• [Tasks for this exercise]
1 - Decide whether each statement below agrees with the excerpt on Canadian students. For each, answer yes or no and quote the words of the excerpt that decide it. (a) International students know Canadian history and politics well. (b) Local students learn about the province's nationalistic perspective through their high school curriculum. (c) The students are often better acquainted with Canada's provinces and territories than with the U.S. states.
2 - List every number of political subdivisions the excerpt on Canadian students gives. Pair each number with the type of subdivision it counts.

• [Excerpt]
# # # # #
Even today, university-age students carry with them a certain concern for excessive American influence over Canada, despite living their whole lives in the era of continental economic integration.
Lamentably, the students I meet are often better acquainted with the 50 states of the U.S. than Canada’s 10 provinces and three territories. International students are close to entirely ignorant of Canadian history and politics. Local students tend to know about the province’s nationalistic perspective, due to their high school curriculum, but this deliberately (and understandably) obfuscates the larger Canadian picture to try to foster a firmer attachment to Quebec’s language and culture.** **Almost all instinctively approach the question of Canadian political culture by setting up a dichotomy with the U.S., but quickly pull back from that framing, feeling as though it is insufficient — maybe even pathetic — to define oneself in relation to a neighbor. Something compels them to suggest that there must be more to Canada than not being the U.S.
# # # # #
• [Data listing]
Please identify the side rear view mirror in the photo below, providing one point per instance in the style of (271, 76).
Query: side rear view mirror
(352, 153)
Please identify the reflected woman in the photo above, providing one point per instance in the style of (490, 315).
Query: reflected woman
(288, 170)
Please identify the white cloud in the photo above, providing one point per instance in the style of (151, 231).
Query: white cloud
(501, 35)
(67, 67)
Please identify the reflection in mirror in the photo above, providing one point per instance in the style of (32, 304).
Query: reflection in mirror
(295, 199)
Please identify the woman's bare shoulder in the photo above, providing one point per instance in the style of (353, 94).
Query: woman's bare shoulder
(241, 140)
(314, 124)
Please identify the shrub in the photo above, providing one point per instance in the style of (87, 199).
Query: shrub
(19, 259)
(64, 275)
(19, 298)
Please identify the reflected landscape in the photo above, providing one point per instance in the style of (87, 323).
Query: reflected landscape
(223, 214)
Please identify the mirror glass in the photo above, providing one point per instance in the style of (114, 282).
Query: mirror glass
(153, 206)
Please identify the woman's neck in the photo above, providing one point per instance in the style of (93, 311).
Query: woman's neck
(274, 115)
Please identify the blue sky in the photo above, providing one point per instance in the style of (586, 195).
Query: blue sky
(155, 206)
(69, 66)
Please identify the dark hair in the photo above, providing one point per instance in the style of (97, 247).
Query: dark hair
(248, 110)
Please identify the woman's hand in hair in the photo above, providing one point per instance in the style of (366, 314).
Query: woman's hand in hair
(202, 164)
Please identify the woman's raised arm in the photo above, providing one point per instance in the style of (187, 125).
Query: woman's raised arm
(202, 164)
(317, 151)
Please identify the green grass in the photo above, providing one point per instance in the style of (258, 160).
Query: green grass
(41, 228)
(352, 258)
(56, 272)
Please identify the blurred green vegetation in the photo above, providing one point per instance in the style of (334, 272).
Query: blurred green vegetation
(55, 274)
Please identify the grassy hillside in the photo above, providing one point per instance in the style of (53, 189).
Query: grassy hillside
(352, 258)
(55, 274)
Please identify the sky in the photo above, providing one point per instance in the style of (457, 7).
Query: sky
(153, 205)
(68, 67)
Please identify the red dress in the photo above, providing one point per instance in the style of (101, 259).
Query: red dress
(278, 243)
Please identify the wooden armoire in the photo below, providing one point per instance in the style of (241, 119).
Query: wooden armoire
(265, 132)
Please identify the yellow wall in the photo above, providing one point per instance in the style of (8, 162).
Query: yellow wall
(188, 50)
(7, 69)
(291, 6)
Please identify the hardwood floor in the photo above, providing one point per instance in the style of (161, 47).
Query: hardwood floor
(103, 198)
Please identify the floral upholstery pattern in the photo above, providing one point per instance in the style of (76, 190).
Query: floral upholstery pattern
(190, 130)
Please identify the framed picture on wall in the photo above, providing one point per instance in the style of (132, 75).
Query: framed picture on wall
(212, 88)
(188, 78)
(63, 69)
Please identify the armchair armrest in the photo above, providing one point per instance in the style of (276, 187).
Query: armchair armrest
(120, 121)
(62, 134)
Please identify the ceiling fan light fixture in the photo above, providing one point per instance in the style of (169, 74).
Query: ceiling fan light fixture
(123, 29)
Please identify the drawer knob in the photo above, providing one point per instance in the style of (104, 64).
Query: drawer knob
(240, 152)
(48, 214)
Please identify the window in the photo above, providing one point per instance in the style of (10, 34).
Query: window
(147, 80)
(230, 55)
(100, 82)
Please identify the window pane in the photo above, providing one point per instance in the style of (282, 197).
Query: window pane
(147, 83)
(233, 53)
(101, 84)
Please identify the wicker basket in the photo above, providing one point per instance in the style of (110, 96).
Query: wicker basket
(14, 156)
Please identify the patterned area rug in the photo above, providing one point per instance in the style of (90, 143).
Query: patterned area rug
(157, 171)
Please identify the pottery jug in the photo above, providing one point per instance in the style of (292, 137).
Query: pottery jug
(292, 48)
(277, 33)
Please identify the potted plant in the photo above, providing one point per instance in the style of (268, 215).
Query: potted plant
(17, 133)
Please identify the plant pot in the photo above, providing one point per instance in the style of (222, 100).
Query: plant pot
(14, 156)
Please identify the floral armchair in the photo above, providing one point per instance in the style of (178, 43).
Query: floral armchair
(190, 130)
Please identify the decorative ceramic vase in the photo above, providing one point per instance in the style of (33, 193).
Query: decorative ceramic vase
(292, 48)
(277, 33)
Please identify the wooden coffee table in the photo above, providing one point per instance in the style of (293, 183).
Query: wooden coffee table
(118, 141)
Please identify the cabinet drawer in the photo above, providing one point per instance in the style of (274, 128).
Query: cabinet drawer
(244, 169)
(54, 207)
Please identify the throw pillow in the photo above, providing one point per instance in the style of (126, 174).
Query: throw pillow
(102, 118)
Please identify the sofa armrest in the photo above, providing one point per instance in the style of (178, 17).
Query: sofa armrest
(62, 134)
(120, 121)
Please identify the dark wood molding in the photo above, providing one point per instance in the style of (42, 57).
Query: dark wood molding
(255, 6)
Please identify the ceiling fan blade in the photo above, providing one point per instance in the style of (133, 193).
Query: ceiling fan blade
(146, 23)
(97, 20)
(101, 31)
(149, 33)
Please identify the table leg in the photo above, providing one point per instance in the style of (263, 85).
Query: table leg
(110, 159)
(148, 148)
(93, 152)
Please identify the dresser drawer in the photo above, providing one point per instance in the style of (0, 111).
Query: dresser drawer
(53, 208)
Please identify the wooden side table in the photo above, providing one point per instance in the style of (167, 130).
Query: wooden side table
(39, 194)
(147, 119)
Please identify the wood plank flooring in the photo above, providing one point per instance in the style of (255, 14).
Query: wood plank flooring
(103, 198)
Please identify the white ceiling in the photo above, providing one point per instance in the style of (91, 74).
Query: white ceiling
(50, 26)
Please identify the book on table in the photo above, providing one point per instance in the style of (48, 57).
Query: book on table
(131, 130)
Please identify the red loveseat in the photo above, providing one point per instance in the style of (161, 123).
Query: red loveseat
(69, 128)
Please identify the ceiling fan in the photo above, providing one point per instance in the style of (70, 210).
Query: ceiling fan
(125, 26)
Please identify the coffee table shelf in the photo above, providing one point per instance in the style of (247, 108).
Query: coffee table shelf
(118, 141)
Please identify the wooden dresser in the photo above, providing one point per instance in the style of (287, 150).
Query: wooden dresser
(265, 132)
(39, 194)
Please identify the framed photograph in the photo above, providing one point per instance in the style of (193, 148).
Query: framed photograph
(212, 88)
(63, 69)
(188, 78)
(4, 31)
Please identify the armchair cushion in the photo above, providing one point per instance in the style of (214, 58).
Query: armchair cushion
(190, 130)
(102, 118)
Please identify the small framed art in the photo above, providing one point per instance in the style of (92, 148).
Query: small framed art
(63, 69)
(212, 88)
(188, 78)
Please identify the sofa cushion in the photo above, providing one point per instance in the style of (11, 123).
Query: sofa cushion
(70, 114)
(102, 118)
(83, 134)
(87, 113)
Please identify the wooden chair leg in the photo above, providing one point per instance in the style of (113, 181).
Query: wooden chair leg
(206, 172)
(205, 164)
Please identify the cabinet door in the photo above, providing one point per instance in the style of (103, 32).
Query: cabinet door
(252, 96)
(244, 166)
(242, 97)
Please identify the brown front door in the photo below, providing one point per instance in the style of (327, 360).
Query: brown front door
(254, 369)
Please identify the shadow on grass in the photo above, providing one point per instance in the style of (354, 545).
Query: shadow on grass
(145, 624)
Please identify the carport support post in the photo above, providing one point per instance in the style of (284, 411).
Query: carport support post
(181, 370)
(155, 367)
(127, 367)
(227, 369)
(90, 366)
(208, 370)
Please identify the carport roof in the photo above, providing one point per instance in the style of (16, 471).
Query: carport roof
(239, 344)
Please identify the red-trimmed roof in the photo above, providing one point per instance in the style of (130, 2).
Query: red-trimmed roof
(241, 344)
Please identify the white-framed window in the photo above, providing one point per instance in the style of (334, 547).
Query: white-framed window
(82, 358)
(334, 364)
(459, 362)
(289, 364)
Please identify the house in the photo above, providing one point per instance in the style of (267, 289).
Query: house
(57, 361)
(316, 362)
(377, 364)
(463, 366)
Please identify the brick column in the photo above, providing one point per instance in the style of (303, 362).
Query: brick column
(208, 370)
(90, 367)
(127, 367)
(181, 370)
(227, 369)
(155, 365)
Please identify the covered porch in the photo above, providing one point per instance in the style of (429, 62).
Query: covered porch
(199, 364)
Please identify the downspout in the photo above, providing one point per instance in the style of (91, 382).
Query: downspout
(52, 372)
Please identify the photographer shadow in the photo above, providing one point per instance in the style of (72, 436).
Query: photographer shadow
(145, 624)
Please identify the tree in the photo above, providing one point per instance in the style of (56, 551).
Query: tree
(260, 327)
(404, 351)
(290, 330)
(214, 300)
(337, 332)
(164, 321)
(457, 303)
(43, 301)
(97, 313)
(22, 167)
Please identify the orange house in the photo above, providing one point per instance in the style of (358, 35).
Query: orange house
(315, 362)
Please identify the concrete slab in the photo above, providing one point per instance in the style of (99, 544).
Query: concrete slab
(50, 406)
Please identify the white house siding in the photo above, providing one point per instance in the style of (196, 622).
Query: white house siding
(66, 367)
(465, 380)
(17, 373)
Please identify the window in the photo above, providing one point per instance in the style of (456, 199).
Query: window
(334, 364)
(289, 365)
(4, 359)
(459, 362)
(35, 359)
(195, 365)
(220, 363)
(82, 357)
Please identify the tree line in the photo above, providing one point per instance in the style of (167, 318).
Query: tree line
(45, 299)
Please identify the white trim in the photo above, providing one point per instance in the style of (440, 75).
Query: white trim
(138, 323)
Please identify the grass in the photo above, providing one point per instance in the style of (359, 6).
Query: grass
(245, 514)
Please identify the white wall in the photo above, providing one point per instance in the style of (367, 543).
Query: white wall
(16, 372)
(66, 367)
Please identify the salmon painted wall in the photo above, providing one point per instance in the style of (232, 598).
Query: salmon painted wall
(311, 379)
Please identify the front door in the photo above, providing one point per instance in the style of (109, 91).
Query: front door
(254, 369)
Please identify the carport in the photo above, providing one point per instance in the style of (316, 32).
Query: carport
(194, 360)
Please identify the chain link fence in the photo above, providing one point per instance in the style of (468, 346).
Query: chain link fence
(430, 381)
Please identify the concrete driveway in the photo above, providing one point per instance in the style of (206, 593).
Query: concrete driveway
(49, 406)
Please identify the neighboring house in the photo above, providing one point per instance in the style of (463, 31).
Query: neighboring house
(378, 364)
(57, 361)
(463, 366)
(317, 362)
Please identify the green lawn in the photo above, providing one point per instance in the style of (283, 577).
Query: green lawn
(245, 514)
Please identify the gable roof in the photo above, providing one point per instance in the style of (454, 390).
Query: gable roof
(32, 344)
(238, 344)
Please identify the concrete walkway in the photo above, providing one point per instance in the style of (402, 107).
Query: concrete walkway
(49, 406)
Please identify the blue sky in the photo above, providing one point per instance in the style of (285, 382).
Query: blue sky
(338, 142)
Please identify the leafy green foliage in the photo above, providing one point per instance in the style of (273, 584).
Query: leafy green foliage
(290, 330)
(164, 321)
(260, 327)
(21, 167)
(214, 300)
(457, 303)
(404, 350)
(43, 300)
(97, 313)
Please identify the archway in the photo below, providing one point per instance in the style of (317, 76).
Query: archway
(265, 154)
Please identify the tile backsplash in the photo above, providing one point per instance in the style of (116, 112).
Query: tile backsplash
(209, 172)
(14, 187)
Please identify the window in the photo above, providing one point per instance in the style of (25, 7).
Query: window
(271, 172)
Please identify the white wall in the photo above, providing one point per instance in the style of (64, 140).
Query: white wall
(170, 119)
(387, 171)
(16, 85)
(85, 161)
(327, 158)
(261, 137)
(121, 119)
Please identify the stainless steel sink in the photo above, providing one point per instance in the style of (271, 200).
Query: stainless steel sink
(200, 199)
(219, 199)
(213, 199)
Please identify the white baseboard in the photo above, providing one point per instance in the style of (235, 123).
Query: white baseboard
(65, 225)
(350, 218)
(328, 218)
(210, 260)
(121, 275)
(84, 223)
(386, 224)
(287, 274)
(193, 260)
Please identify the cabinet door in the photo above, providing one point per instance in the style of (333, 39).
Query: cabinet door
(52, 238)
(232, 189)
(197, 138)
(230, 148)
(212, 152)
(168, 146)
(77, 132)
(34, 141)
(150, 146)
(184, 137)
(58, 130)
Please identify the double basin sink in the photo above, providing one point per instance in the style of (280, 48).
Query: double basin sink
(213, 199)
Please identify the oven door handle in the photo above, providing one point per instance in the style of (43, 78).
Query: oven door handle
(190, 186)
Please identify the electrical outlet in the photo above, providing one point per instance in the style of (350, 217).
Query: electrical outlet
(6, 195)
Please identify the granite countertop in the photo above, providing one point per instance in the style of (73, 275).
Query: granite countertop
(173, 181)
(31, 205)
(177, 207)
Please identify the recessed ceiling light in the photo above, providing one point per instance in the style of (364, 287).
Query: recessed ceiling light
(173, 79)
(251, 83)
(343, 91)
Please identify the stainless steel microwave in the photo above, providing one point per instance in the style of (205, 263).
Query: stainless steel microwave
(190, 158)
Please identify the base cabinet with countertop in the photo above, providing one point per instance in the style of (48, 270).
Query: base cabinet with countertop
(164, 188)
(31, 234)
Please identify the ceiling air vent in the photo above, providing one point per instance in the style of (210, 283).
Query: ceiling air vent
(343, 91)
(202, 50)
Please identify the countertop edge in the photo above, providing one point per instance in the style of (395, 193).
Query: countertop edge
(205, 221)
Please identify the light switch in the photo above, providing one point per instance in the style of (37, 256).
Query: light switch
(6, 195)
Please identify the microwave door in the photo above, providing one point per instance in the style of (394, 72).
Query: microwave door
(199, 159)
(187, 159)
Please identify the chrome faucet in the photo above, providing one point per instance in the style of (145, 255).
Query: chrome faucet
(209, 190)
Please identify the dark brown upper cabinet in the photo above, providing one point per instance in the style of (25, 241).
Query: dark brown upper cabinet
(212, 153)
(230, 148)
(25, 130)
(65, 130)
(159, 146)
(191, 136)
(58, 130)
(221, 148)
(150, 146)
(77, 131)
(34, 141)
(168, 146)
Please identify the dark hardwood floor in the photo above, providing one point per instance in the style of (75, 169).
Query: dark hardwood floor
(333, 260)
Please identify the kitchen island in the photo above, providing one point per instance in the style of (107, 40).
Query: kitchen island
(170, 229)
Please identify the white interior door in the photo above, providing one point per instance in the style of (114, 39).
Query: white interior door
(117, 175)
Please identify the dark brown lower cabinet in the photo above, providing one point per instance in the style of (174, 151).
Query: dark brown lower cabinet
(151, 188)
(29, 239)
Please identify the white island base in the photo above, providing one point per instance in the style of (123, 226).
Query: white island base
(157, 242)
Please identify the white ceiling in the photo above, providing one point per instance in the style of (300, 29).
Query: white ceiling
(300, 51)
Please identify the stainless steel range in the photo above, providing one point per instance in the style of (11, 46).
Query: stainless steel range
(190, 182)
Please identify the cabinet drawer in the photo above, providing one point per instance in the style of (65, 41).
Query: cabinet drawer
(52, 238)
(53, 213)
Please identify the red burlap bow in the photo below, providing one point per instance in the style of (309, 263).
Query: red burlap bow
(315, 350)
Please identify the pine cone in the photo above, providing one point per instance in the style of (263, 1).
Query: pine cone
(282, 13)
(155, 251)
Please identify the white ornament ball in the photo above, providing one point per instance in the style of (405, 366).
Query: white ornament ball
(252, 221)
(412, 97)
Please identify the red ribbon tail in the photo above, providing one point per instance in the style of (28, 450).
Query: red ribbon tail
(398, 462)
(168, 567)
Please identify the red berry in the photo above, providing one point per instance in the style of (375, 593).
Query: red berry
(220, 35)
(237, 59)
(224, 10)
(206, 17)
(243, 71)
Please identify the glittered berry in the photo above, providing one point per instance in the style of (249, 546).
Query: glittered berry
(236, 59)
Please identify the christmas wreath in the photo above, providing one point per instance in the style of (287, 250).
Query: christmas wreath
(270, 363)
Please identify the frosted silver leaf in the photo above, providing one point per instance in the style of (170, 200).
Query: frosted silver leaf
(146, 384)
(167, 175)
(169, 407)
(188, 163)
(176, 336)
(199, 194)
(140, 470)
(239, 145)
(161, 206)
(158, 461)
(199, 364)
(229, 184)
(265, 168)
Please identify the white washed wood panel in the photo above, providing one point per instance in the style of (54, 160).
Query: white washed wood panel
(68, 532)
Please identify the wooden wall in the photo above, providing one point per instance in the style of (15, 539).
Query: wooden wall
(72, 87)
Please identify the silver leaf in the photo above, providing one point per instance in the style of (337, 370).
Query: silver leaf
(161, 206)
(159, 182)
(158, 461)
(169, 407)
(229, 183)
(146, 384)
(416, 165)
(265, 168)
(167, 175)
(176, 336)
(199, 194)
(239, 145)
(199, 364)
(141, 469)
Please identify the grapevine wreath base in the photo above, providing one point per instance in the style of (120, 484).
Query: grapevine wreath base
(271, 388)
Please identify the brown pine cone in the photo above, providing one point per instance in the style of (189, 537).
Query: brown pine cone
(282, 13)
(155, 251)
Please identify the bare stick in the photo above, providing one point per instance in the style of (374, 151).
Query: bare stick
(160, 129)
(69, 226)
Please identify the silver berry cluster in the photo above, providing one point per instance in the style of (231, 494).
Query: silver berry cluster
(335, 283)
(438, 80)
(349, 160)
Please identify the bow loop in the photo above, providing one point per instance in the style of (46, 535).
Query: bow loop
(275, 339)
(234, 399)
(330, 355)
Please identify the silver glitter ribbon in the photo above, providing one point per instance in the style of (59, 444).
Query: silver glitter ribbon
# # # # #
• [Written responses]
1 -
(a) No: "International students are close to entirely ignorant of Canadian history and politics."
(b) Yes: "Local students tend to know about the province’s nationalistic perspective, due to their high school curriculum"
(c) No: "the students I meet are often better acquainted with the 50 states of the U.S. than Canada’s 10 provinces and three territories"

2 -
- 50 states of the U.S.
- 10 provinces of Canada
- three territories of Canada